[pbs-devel] [PATCH v3 proxmox-backup 38/58] upload stream: impl reused chunk injector
Fabian Grünbichler
f.gruenbichler at proxmox.com
Thu Apr 4 16:24:08 CEST 2024
On March 28, 2024 1:36 pm, Christian Ebner wrote:
> In order to be included in the backups index file, reused payload
> chunks have to be injected into the payload upload stream.
>
> The chunker forces a chunk boundary and queues the list of chunks to
> be uploaded thereafter.
>
> This implements the logic to inject the chunks into the chunk upload
> stream after such a boundary is requested, by looping over the queued
> chunks and inserting them into the stream.
>
> Signed-off-by: Christian Ebner <c.ebner at proxmox.com>
> ---
> changes since version 2:
> - no changes
>
> pbs-client/src/inject_reused_chunks.rs | 152 +++++++++++++++++++++++++
> pbs-client/src/lib.rs | 1 +
> 2 files changed, 153 insertions(+)
> create mode 100644 pbs-client/src/inject_reused_chunks.rs
>
> diff --git a/pbs-client/src/inject_reused_chunks.rs b/pbs-client/src/inject_reused_chunks.rs
> new file mode 100644
> index 000000000..5cc19ce5d
> --- /dev/null
> +++ b/pbs-client/src/inject_reused_chunks.rs
> @@ -0,0 +1,152 @@
> +use std::collections::VecDeque;
> +use std::pin::Pin;
> +use std::sync::atomic::{AtomicUsize, Ordering};
> +use std::sync::{Arc, Mutex};
> +use std::task::{Context, Poll};
> +
> +use anyhow::{anyhow, Error};
> +use futures::{ready, Stream};
> +use pin_project_lite::pin_project;
> +
> +use crate::pxar::create::ReusableDynamicEntry;
> +
> +pin_project! {
> + pub struct InjectReusedChunksQueue<S> {
> + #[pin]
> + input: S,
> + current: Option<InjectChunks>,
> + buffer: Option<bytes::BytesMut>,
> + injection_queue: Arc<Mutex<VecDeque<InjectChunks>>>,
> + stream_len: Arc<AtomicUsize>,
> + reused_len: Arc<AtomicUsize>,
> + index_csum: Arc<Mutex<Option<openssl::sha::Sha256>>>,
> + }
> +}
> +
> +#[derive(Debug)]
> +pub struct InjectChunks {
> + pub boundary: u64,
> + pub chunks: Vec<ReusableDynamicEntry>,
> + pub size: usize,
> +}
> +
> +pub enum InjectedChunksInfo {
> + Known(Vec<(u64, [u8; 32])>),
> + Raw((u64, bytes::BytesMut)),
this ones might benefit from a comment or typedef to explain what the
u64 is/u64s are..

* [WHAT TO DO]:
(1) Can you extract the part of the patch message starting at "[pbs-devel] [PATCH v3" and ending at "payload upload stream.", word for word?
(2) According to the patch message, why do reused payload chunks have to be injected into the payload upload stream? Answer in one to three sentences.
(3) How would you sum up the patch message in two sentences?
The listing after this point is separate material, apart from the patch message.

* [DATASET EXTRACT]:

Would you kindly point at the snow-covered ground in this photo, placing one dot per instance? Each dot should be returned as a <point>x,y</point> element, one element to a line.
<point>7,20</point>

* [THE RESULTS]:
(1)
[pbs-devel] [PATCH v3 proxmox-backup 38/58] upload stream: impl reused chunk injector
Fabian Grünbichler
f.gruenbichler at proxmox.com
Thu Apr 4 16:24:08 CEST 2024
On March 28, 2024 1:36 pm, Christian Ebner wrote:
> In order to be included in the backups index file, reused payload
> chunks have to be injected into the payload upload stream.

(2) Reused payload chunks have to be injected into the payload upload stream so that they are included in the backup's index file. The chunker forces a chunk boundary and queues those chunks, and the patch inserts them into the stream after that boundary.

(3) The patch adds a new file, pbs-client/src/inject_reused_chunks.rs, which injects reused payload chunks into the chunk upload stream after the chunker forces a boundary by looping over the queued chunks and inserting them. In reply, Fabian Grünbichler suggests that the InjectedChunksInfo variants might benefit from a comment or typedef explaining what their u64 values are.